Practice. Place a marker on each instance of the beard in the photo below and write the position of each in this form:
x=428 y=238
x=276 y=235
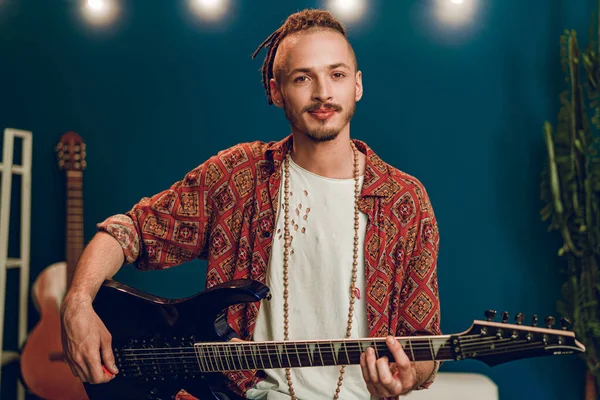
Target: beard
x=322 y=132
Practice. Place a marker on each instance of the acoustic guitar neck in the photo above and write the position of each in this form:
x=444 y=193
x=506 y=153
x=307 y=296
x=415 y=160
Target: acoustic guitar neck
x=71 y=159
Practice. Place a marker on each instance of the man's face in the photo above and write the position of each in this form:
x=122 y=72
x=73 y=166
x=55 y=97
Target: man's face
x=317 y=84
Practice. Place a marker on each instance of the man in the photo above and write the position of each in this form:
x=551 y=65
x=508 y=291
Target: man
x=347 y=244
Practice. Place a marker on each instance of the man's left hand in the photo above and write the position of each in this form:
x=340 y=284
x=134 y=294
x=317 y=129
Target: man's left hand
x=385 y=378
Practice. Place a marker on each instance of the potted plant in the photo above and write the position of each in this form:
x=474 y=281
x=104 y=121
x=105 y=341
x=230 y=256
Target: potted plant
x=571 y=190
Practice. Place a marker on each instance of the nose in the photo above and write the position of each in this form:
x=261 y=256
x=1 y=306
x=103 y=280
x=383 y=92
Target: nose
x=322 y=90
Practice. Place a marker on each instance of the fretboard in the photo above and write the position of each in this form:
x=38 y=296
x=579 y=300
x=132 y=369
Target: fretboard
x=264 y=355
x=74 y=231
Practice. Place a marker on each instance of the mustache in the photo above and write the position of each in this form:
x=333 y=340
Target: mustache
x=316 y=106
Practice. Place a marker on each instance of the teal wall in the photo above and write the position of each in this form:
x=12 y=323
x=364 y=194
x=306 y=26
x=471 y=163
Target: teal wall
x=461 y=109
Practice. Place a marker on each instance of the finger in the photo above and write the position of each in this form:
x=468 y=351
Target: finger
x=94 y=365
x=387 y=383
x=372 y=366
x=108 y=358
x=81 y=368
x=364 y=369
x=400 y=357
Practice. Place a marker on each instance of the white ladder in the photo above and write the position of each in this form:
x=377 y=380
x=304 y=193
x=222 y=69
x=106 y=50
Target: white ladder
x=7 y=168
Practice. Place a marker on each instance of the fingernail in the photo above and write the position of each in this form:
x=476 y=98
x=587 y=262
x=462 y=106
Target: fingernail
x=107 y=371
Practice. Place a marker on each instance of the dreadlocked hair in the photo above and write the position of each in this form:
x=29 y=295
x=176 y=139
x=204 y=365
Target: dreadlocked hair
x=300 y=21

▶ **What you have to do**
Exact copy, no pictures: reproduce every record above.

▶ **Your response**
Practice. Place a marker on each instance of the beard in the photo below and write the position of each in this form:
x=428 y=238
x=276 y=235
Target: beard
x=322 y=132
Practice. Place a marker on each instance of the acoustic guitar neck in the photo above and write the position of each in this form:
x=444 y=193
x=506 y=153
x=307 y=296
x=415 y=160
Target: acoustic guitar neck
x=71 y=159
Practice. Place a marker on each instance of the man's face in the photo above and write the position of each in this form:
x=122 y=72
x=73 y=166
x=55 y=97
Target: man's face
x=317 y=84
Practice. Place a marker on each instance of the man in the photo above and write the position of each in this form:
x=551 y=65
x=508 y=291
Target: man
x=347 y=244
Practice. Place a marker on each instance of the man's left hand in the photo above and write the position of each in this form:
x=340 y=284
x=134 y=294
x=317 y=129
Target: man's left hand
x=385 y=378
Practice. Place a marker on each instance of the potted plant in the photo above and write the position of each in this form:
x=474 y=281
x=104 y=121
x=105 y=341
x=230 y=256
Target: potted plant
x=571 y=190
Practice. Place a marker on each instance of the nose in the photo above and write the position of each in this form:
x=261 y=256
x=1 y=306
x=103 y=280
x=383 y=92
Target: nose
x=322 y=90
Practice. Place a marker on each instance of the fretboard in the photo above and write the position of each in this form:
x=38 y=296
x=579 y=300
x=132 y=369
Target: fretboard
x=264 y=355
x=74 y=231
Practice. Place a marker on each instance of the mustache in the photo above and write the position of each in this form:
x=333 y=340
Target: mustache
x=316 y=106
Practice. Place a marker on each instance of the teal wall in the photo above and write the position of each in this form:
x=12 y=323
x=364 y=194
x=306 y=26
x=471 y=163
Target: teal wall
x=461 y=109
Practice. Place a marker on each instance of the finger in the photo above and write the position of each in this form:
x=468 y=351
Target: finger
x=94 y=365
x=387 y=383
x=372 y=366
x=108 y=358
x=81 y=368
x=364 y=369
x=400 y=357
Practice. Place a marker on each instance of the white ladder in the photo above and write the position of each in this form:
x=377 y=380
x=304 y=193
x=222 y=69
x=106 y=50
Target: white ladder
x=7 y=168
Practice. Place a marker on each instance of the fingernail in the photo above and write the position of each in this form:
x=476 y=98
x=587 y=262
x=462 y=106
Target: fingernail
x=107 y=371
Practice. Place a marker on each instance of the dreadlocked hair in the photo above and write the position of each in this form:
x=29 y=295
x=176 y=139
x=204 y=365
Target: dreadlocked hair
x=300 y=21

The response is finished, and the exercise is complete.